__Prompt__: Copy the records from the line containing "outfit in the photo above." down to the line containing "x=1016, y=147", substituting "Item" for every "Exercise" and leaving everything else unchanged.

════════════════

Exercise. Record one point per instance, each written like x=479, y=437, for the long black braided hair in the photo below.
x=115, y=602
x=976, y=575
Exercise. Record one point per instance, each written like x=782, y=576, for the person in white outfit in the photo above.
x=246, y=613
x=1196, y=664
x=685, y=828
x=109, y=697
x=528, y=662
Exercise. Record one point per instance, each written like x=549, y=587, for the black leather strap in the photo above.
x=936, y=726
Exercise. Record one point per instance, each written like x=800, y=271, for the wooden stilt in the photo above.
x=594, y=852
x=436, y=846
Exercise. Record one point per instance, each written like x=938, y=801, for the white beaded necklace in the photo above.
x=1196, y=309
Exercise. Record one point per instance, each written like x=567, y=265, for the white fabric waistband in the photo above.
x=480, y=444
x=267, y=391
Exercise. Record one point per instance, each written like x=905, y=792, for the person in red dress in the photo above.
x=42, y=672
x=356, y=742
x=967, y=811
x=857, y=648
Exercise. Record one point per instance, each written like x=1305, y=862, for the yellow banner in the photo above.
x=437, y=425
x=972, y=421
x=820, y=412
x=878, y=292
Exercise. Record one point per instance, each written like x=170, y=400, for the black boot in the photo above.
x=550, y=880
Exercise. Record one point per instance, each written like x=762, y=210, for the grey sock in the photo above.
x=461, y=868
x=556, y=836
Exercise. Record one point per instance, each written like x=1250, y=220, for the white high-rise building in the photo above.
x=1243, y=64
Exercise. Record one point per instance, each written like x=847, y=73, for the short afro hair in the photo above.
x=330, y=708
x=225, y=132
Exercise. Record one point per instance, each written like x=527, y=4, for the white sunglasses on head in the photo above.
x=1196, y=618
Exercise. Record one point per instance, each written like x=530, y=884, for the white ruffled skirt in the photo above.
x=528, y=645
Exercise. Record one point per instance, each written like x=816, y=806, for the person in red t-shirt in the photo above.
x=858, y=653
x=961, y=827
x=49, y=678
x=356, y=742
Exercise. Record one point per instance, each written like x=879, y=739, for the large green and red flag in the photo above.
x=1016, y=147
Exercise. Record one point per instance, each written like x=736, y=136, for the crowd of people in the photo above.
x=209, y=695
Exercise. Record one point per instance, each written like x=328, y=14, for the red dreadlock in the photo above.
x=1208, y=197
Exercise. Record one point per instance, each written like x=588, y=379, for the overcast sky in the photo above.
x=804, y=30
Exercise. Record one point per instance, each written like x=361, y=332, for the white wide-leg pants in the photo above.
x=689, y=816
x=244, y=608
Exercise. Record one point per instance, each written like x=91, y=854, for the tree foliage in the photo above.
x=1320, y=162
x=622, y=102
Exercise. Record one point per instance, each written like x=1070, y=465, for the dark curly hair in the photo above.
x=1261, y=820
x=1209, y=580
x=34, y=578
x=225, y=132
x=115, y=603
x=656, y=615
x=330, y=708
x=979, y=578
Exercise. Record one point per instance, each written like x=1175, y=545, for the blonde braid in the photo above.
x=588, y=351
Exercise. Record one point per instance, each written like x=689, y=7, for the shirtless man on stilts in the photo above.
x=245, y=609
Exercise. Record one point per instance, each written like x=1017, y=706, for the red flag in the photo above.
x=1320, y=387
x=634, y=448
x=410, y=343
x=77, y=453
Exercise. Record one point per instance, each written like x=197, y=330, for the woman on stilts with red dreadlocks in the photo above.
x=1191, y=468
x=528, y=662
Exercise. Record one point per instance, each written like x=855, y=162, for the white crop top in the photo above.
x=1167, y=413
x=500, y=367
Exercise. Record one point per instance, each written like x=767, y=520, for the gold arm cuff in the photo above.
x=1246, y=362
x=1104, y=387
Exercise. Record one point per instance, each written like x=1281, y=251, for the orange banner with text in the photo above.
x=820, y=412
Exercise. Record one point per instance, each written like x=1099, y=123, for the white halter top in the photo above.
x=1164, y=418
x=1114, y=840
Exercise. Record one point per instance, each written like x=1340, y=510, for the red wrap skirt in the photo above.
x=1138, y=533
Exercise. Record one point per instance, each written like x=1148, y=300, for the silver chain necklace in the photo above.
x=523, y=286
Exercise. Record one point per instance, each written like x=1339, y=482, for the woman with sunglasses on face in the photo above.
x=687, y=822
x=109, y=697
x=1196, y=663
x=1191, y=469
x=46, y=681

════════════════

__Answer below__:
Item. Record one point per instance, each written like x=782, y=576, for the person in white outfit in the photo above.
x=246, y=613
x=1196, y=664
x=685, y=828
x=109, y=697
x=528, y=662
Item. Record one point per instance, each written like x=549, y=587, for the black leather strap in the photo above.
x=936, y=726
Item. Record one point per instance, each written like x=800, y=271, for the wooden stilt in the photo above.
x=594, y=852
x=436, y=846
Item. Record one point per instance, each written like x=938, y=801, for the white beaded necklace in the photo above.
x=1196, y=309
Item. Record one point per instance, each written like x=567, y=265, for the white fabric waistband in the photo above.
x=480, y=444
x=267, y=391
Item. Record one point per instance, each written like x=905, y=792, for the person in red dress in the photo above.
x=42, y=672
x=356, y=742
x=967, y=811
x=857, y=648
Item. Record one point per instance, each written like x=1305, y=862, for the yellow banner in the photo above.
x=437, y=425
x=972, y=421
x=820, y=412
x=878, y=292
Item. Record one point per instance, each written like x=170, y=400, for the black boot in the photo above.
x=550, y=880
Item. Record one point per instance, each written like x=762, y=210, for the grey sock in the photo above.
x=461, y=868
x=556, y=836
Item. Record one point per instance, each written like x=1250, y=220, for the white high-rise building in the photo above.
x=1243, y=64
Item. Record one point per instance, each written like x=847, y=73, for the short afro hair in the photo above.
x=330, y=708
x=225, y=132
Item. Record one point per instance, each written like x=527, y=4, for the white sunglasses on head in the photo above.
x=1196, y=618
Item. Record one point per instance, each written like x=530, y=884, for the white ruffled skirt in the photo above.
x=528, y=645
Item. Record one point per instance, each written like x=816, y=806, for the person in red t-shirt in the photo above.
x=858, y=653
x=961, y=827
x=49, y=678
x=356, y=742
Item. Record one point per instance, each written like x=879, y=739, for the large green and red flag in the photo above.
x=1016, y=147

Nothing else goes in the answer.